Short problem => Copy all of the records below verbatim.

(Excerpts of location labeling data)
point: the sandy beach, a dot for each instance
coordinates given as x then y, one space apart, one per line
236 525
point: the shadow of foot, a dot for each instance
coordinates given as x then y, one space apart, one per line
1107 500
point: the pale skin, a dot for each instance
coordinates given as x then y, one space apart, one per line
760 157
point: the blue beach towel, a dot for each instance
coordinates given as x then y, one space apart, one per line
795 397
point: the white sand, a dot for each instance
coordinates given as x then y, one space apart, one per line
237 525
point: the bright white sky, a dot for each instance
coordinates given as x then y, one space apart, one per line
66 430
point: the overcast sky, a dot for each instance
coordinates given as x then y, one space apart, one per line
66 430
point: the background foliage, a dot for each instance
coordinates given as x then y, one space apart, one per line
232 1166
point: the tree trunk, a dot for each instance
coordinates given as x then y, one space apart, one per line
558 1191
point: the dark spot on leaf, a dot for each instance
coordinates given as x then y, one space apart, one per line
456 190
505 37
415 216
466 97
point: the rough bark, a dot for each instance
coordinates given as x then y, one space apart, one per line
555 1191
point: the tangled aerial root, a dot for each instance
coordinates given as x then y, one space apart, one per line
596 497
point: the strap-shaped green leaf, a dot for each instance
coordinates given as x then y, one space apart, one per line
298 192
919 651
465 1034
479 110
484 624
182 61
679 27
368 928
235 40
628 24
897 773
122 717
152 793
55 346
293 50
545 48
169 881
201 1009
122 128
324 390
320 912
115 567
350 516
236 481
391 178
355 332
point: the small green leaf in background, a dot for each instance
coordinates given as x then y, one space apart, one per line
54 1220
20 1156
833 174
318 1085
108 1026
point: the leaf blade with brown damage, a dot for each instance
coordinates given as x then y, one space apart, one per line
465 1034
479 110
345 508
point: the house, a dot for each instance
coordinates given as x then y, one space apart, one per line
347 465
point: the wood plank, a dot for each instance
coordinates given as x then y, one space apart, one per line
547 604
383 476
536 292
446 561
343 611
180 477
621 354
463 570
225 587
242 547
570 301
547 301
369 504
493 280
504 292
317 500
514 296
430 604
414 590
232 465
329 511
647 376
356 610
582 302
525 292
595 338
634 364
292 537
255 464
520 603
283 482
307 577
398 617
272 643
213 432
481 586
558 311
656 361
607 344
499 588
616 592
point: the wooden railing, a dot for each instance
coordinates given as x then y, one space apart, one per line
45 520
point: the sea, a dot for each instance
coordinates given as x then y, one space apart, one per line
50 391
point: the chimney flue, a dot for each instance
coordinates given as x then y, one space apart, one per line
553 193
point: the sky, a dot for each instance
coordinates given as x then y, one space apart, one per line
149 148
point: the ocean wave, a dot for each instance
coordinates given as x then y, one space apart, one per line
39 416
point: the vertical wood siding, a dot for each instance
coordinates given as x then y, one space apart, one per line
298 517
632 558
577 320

Task answer =>
point: the sandy beach, a dot for each instance
coordinates given as x then y, one space apart, one per line
236 525
point: the shadow of foot, a dot for each instance
coordinates given as x then y, one space apart, one per line
1107 500
point: the pale skin, a dot for each instance
coordinates given as x then y, one space apart, one per line
760 157
point: the blue beach towel, a dot for each instance
coordinates given as x then y, one space apart, one per line
795 397
point: the white sand, a dot for each instance
coordinates given as x then y, one space apart, one per line
237 525
point: the bright white sky, a dot for each instance
coordinates given as x then y, one space apart, one per line
66 430
point: the overcast sky, a dot for each instance
coordinates given as x then y, one space apart, one per line
66 430
point: the background foliage, a dot for each instance
coordinates given as x then y, one space apart, one per line
232 1166
point: the tree trunk, a dot for each instance
coordinates given as x then y, one space apart, one per line
558 1191
point: the dark spot on leaf, a dot for each instance
coordinates given as x then y, one space apart, one per line
456 190
505 37
415 216
466 97
point: the rough bark, a dot for each instance
coordinates given as x then y, one space apart, one per line
555 1191
point: the tangled aerial root, a dot for each instance
coordinates given as x then y, one space apart, one per line
596 497
point: the strap-shaped green leaf, a dot for each instance
coordinates given as x then y, one space apart, one per line
298 192
919 651
465 1034
479 110
484 624
182 61
679 27
368 928
235 40
628 24
897 773
122 717
152 793
55 346
293 50
545 48
169 881
201 1009
122 128
324 390
320 912
115 567
350 516
236 481
391 178
355 332
point: the small green leaf in background, a dot for each instance
coordinates given as x then y, one space apart, one per line
54 1220
20 1156
833 174
318 1085
108 1026
point: the leaf blade with brown damage, a dot for each instance
coordinates given as x then y, one space apart, one per line
465 1034
479 110
345 508
point: the house, a dot for each instance
coordinates given as x then y, one space apart, one per line
347 465
point: the wood plank, a dot for each instance
coordinates given as x then y, one space apart, one per line
547 604
383 476
536 292
446 561
343 611
180 477
621 354
463 570
225 587
242 547
570 301
547 301
369 504
493 280
504 292
317 500
514 296
430 604
414 590
232 465
329 511
647 376
356 610
582 302
525 292
595 338
634 364
292 537
255 464
520 603
283 482
307 577
398 617
272 643
213 432
481 586
558 311
656 361
607 344
499 588
616 592
point: the wooden railing, a dot for each instance
coordinates given as x then y, one space apart, one per line
45 520
point: the sea, a dot for each instance
coordinates given as x then y, one space apart, one per line
50 391
point: the chimney flue, a dot for each instance
coordinates given as x then y, one space apart, one per line
553 193
point: the sky, a dot for each instance
coordinates given as x then y, one space apart, one per line
149 148
point: the ocean wave, a dot for each instance
coordinates given as x then y, one space apart, one per line
39 416
point: the vertical wood siding, a dot for each instance
coordinates given as x then y, one space apart, one per line
298 517
632 558
577 320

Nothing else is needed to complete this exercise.